[start EXTRACTED ENTRIES]
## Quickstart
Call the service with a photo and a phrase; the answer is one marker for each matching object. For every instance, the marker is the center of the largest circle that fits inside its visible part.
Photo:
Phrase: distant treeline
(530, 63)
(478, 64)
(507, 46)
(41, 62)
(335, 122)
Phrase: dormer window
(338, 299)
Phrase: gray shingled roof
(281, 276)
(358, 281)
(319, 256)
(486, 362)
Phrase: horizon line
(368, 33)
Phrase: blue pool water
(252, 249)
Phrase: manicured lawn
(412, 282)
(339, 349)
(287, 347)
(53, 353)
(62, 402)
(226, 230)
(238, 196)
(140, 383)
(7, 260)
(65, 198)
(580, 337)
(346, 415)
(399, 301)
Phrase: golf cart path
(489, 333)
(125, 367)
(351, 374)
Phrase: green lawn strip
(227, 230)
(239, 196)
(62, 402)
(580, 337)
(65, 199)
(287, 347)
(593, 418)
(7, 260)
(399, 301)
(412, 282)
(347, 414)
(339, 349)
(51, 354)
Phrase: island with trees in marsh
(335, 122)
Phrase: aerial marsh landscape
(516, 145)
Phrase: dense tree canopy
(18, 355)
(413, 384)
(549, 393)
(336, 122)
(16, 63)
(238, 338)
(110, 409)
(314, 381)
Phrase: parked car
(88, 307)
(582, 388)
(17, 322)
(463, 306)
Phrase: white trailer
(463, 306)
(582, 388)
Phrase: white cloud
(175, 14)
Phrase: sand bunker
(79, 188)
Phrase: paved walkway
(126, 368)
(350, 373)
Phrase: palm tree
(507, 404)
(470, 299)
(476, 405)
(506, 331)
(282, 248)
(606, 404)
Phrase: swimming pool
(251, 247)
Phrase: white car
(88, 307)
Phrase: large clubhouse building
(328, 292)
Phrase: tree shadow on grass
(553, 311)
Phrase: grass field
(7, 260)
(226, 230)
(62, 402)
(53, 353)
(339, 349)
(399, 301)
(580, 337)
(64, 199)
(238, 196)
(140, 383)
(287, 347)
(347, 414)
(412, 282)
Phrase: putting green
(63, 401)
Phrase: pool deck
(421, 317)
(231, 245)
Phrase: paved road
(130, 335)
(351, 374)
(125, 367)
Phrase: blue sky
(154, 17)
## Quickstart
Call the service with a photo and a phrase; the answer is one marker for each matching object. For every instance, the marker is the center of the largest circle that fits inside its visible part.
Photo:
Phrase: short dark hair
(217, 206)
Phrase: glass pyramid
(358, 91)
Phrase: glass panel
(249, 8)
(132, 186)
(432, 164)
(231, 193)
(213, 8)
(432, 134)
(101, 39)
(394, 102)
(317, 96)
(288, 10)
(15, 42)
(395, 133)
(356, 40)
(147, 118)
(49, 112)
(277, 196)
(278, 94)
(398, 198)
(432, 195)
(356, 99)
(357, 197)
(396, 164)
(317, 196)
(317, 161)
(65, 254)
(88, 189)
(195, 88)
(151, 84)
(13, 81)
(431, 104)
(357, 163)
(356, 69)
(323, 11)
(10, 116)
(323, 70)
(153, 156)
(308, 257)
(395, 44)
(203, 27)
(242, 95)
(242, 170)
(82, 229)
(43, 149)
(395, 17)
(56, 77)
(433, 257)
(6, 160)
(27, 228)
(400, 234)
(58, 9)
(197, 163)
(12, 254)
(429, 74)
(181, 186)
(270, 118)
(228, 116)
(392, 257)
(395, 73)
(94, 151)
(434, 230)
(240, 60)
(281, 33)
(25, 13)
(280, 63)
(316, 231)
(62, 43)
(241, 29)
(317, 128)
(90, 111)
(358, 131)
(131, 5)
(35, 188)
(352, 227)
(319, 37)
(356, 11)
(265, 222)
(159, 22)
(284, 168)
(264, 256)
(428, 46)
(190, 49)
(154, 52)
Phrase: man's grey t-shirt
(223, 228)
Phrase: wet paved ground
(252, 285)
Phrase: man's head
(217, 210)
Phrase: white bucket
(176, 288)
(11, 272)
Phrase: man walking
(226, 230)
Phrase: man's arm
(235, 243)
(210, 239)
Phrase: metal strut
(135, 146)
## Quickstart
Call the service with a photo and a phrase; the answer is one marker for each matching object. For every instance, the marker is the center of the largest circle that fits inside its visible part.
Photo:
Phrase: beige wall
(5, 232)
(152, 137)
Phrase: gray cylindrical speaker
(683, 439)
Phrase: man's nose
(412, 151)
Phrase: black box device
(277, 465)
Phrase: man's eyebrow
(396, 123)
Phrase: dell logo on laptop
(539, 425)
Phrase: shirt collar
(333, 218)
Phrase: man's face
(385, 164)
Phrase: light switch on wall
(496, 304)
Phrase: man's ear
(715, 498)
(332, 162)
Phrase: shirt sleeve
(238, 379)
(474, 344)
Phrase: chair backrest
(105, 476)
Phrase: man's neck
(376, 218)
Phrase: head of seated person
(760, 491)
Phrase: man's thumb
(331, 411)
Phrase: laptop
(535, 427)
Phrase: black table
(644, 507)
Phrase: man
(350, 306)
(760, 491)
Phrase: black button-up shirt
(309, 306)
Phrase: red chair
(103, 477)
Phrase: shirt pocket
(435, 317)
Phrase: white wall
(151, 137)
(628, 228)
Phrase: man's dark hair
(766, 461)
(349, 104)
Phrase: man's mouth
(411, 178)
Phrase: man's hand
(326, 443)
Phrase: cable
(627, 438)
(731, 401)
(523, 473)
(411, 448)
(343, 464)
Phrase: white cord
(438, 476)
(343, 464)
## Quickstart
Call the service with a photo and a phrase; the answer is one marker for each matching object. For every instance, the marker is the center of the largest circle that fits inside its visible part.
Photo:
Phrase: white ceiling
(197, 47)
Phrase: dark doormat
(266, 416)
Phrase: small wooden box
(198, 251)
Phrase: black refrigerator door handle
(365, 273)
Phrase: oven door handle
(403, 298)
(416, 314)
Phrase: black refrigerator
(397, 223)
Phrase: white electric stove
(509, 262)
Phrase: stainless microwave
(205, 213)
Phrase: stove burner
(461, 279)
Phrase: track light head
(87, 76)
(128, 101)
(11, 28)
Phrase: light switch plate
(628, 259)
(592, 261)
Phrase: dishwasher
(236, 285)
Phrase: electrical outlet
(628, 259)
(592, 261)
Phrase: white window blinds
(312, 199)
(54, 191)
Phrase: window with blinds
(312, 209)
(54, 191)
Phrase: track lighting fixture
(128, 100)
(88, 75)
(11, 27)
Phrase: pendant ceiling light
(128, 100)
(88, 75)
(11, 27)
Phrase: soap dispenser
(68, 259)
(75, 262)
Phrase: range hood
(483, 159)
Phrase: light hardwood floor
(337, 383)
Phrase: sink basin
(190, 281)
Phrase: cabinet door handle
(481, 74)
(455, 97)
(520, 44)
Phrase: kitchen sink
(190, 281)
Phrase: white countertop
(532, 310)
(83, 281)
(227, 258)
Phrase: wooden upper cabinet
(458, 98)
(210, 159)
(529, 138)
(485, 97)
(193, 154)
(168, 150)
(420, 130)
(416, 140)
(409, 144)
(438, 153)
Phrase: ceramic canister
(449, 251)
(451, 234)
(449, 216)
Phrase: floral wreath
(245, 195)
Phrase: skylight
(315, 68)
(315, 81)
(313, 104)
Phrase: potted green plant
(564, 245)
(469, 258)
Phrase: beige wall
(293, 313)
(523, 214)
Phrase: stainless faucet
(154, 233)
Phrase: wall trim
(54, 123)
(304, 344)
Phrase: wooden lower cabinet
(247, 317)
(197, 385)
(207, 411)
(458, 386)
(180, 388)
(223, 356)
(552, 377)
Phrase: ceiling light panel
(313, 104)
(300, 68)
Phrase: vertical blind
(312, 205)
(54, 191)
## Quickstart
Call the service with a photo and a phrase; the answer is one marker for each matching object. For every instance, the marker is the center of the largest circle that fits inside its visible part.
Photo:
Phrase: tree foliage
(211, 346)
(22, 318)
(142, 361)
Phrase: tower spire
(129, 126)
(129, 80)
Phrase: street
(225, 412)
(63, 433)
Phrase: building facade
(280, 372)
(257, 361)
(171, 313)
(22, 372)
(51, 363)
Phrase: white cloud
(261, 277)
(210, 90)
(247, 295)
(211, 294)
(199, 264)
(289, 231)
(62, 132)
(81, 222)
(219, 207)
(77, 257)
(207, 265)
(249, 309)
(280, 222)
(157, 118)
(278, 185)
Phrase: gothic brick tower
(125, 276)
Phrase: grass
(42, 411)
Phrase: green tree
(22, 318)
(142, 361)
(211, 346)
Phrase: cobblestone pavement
[end EXTRACTED ENTRIES]
▶ TASK DESCRIPTION: Return, word for word, every line from the line with "Phrase: floral wreath" to the final line of the data.

▶ ANSWER FOR THE TASK:
Phrase: floral wreath
(245, 195)
Phrase: skylight
(315, 68)
(315, 81)
(313, 104)
Phrase: potted green plant
(564, 245)
(469, 258)
Phrase: beige wall
(293, 313)
(523, 214)
Phrase: stainless faucet
(154, 233)
Phrase: wall trim
(54, 123)
(304, 344)
Phrase: wooden lower cabinet
(247, 317)
(197, 385)
(207, 411)
(458, 386)
(180, 388)
(223, 356)
(552, 377)
Phrase: ceiling light panel
(313, 104)
(300, 68)
Phrase: vertical blind
(312, 205)
(54, 191)
## Quickstart
Call the service with a photo and a phrase; the answer is one marker for each matching object. For every instance, the marker is the center of the largest circle that fits inside its visible part.
Photo:
Phrase: tree foliage
(211, 346)
(22, 318)
(142, 361)
Phrase: tower spire
(129, 126)
(129, 80)
Phrase: street
(225, 412)
(63, 433)
Phrase: building facade
(280, 372)
(257, 361)
(171, 313)
(22, 372)
(51, 363)
Phrase: white cloud
(261, 277)
(210, 90)
(247, 295)
(211, 294)
(199, 264)
(289, 231)
(62, 132)
(81, 222)
(219, 207)
(77, 257)
(207, 265)
(249, 309)
(280, 222)
(157, 118)
(278, 185)
Phrase: gothic brick tower
(125, 276)
Phrase: grass
(42, 411)
Phrase: green tree
(22, 318)
(142, 361)
(211, 346)
Phrase: cobblestone pavement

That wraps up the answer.